-- start DATA ROWS --

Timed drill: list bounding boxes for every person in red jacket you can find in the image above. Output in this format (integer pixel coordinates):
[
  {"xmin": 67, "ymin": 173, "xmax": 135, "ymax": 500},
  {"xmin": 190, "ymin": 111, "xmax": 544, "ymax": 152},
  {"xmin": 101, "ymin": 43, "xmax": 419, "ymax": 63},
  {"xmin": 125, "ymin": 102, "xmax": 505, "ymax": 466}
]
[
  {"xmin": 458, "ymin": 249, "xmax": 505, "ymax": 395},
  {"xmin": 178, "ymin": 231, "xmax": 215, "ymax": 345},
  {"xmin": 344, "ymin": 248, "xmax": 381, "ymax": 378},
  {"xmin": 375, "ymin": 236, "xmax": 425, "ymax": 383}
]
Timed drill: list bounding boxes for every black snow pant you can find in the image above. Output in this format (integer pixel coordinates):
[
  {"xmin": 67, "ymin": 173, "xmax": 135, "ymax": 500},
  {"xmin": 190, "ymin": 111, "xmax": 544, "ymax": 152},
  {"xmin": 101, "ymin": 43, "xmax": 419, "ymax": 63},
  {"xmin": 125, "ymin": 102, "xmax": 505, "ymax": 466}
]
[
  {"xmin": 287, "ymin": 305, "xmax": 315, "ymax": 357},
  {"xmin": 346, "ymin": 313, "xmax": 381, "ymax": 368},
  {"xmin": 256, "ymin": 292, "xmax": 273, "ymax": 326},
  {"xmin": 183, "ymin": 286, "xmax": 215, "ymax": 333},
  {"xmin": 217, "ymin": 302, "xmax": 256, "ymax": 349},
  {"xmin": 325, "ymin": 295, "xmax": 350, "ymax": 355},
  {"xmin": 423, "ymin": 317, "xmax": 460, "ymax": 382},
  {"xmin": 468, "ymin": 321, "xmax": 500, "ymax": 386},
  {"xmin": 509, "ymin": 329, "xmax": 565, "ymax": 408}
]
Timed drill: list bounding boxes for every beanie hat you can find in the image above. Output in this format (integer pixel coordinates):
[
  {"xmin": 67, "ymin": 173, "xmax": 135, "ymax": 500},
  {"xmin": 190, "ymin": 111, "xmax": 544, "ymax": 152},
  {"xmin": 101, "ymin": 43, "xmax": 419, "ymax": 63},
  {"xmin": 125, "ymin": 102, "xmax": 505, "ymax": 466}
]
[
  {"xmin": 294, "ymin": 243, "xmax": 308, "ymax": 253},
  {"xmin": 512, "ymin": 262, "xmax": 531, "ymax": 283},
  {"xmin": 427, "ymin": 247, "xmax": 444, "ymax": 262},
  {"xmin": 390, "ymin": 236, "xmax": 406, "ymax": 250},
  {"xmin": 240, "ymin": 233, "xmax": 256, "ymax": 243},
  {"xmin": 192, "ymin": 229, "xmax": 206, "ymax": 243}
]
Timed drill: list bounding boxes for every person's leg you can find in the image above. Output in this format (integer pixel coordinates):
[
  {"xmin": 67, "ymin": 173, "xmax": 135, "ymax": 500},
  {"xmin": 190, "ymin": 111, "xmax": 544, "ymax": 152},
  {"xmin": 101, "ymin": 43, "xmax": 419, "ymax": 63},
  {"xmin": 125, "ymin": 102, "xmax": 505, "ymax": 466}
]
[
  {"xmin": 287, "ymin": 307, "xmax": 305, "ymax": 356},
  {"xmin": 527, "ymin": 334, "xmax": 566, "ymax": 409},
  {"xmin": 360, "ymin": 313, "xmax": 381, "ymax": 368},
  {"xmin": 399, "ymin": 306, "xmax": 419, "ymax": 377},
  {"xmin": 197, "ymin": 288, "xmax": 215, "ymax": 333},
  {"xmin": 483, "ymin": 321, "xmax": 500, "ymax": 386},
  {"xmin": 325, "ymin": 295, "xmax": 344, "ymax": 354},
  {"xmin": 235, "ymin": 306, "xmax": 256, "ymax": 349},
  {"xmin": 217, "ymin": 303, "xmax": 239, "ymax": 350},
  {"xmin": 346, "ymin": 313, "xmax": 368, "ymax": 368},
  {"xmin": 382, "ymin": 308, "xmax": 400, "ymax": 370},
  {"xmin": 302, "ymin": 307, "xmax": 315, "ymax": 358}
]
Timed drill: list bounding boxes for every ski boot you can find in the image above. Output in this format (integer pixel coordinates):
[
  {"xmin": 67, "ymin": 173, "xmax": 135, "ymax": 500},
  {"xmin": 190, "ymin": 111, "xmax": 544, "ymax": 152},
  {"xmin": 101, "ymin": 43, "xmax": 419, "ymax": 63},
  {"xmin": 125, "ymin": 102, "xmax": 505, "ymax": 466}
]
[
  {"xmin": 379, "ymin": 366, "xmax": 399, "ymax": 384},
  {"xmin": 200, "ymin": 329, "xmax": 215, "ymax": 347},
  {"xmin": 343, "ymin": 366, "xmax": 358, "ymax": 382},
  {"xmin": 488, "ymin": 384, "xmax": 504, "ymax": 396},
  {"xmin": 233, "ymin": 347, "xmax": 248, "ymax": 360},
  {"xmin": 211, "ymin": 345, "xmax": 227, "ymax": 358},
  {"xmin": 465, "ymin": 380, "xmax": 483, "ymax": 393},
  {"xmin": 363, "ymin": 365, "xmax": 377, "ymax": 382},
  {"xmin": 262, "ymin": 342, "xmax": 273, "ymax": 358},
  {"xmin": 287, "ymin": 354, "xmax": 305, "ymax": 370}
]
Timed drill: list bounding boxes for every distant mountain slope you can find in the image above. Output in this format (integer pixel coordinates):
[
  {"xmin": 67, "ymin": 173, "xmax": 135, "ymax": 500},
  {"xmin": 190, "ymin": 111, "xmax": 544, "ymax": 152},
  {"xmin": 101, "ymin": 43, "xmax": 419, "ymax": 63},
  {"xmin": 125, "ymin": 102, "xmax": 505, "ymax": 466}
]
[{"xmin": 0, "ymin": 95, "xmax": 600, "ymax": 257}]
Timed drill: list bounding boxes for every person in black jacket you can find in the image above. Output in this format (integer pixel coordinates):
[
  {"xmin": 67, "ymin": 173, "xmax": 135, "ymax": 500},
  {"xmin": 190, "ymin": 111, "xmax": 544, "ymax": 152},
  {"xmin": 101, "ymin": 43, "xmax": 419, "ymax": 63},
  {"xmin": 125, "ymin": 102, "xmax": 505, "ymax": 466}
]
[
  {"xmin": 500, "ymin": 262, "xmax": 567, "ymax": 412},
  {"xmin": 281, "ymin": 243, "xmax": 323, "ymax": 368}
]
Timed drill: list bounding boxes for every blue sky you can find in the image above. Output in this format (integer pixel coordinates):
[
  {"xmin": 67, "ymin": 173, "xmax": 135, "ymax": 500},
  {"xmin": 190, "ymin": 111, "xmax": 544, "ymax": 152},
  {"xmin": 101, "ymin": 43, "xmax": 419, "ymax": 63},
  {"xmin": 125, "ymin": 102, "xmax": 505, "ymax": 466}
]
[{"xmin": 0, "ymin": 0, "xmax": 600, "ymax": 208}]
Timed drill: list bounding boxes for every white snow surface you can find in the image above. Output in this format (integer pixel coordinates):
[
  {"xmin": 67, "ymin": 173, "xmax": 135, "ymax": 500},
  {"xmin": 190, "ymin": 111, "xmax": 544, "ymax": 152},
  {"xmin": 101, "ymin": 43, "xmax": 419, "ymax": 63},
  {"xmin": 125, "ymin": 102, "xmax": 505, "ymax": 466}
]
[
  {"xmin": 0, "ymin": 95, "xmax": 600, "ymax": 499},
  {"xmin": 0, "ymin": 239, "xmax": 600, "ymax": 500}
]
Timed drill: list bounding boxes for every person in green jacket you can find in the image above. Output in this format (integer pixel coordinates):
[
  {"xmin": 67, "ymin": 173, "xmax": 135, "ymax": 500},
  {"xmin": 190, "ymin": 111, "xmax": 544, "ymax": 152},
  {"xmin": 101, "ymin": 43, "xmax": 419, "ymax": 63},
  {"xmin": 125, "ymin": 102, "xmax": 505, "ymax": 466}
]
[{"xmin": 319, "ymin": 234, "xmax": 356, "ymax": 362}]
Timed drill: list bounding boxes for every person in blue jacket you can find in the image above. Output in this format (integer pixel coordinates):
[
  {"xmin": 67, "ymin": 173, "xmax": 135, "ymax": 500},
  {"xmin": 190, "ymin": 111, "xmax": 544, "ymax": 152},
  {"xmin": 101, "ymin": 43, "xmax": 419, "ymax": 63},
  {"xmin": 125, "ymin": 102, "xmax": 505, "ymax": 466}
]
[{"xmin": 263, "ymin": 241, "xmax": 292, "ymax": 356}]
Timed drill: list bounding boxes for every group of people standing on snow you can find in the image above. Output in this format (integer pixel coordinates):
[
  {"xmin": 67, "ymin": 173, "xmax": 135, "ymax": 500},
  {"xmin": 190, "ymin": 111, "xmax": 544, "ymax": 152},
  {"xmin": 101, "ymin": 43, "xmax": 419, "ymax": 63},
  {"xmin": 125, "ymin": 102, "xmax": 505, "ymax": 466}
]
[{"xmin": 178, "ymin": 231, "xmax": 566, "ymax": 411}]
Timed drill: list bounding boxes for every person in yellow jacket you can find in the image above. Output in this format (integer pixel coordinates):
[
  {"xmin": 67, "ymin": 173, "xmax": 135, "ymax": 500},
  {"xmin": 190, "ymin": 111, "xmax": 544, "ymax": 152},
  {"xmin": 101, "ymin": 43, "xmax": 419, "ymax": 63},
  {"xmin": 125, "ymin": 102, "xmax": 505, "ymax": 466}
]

-- end DATA ROWS --

**REQUEST**
Present the lines as a Markdown table with the columns "Row" and "Line," leaving out any blank lines. Begin at the line that contains "Timed drill: list bounding boxes for every white" and continue through the final line of the bounding box data.

**EXERCISE RESPONSE**
| Row | Line |
|---|---|
| 1 | Timed drill: list bounding boxes for every white snow surface you can find in the image above. Output in this format (integer pixel coordinates): |
| 2 | [ |
| 3 |   {"xmin": 67, "ymin": 173, "xmax": 135, "ymax": 500}, |
| 4 |   {"xmin": 190, "ymin": 111, "xmax": 544, "ymax": 152}, |
| 5 |   {"xmin": 101, "ymin": 43, "xmax": 419, "ymax": 63}, |
| 6 |   {"xmin": 125, "ymin": 102, "xmax": 505, "ymax": 466} |
| 7 | ] |
| 8 | [ |
| 9 |   {"xmin": 0, "ymin": 95, "xmax": 600, "ymax": 499}, |
| 10 |   {"xmin": 0, "ymin": 239, "xmax": 600, "ymax": 500} |
| 11 | ] |
| 12 | Timed drill: list bounding boxes for every person in green jacket you can find in the image above. Output in this format (integer pixel coordinates): |
| 13 | [ |
| 14 |   {"xmin": 67, "ymin": 173, "xmax": 135, "ymax": 500}, |
| 15 |   {"xmin": 190, "ymin": 111, "xmax": 544, "ymax": 152}, |
| 16 |   {"xmin": 101, "ymin": 43, "xmax": 419, "ymax": 63}, |
| 17 |   {"xmin": 125, "ymin": 102, "xmax": 505, "ymax": 466} |
| 18 | ] |
| 19 | [{"xmin": 319, "ymin": 234, "xmax": 356, "ymax": 362}] |
| 20 | Timed drill: list bounding boxes for every person in blue jacket you can find in the image above. Output in this format (integer pixel coordinates): |
| 21 | [ |
| 22 |   {"xmin": 67, "ymin": 173, "xmax": 135, "ymax": 500}, |
| 23 |   {"xmin": 190, "ymin": 111, "xmax": 544, "ymax": 152}, |
| 24 |   {"xmin": 101, "ymin": 43, "xmax": 419, "ymax": 63}, |
| 25 |   {"xmin": 125, "ymin": 102, "xmax": 505, "ymax": 466} |
| 26 | ] |
| 27 | [{"xmin": 263, "ymin": 241, "xmax": 292, "ymax": 356}] |
| 28 | Timed drill: list bounding boxes for every group of people standing on snow you can find in the image above. Output in this format (integer pixel coordinates): |
| 29 | [ |
| 30 |   {"xmin": 67, "ymin": 173, "xmax": 135, "ymax": 500}, |
| 31 |   {"xmin": 190, "ymin": 111, "xmax": 544, "ymax": 152}, |
| 32 |   {"xmin": 101, "ymin": 43, "xmax": 419, "ymax": 63}, |
| 33 |   {"xmin": 125, "ymin": 102, "xmax": 505, "ymax": 466} |
| 34 | ] |
| 35 | [{"xmin": 178, "ymin": 231, "xmax": 566, "ymax": 411}] |
| 36 | Timed drill: list bounding boxes for every person in yellow jacket you can find in the image above. Output in this format (integer pixel coordinates): |
| 37 | [ |
| 38 |   {"xmin": 67, "ymin": 173, "xmax": 135, "ymax": 500}, |
| 39 |   {"xmin": 190, "ymin": 111, "xmax": 544, "ymax": 152}, |
| 40 |   {"xmin": 101, "ymin": 43, "xmax": 419, "ymax": 63}, |
| 41 |   {"xmin": 125, "ymin": 102, "xmax": 505, "ymax": 466} |
| 42 | ] |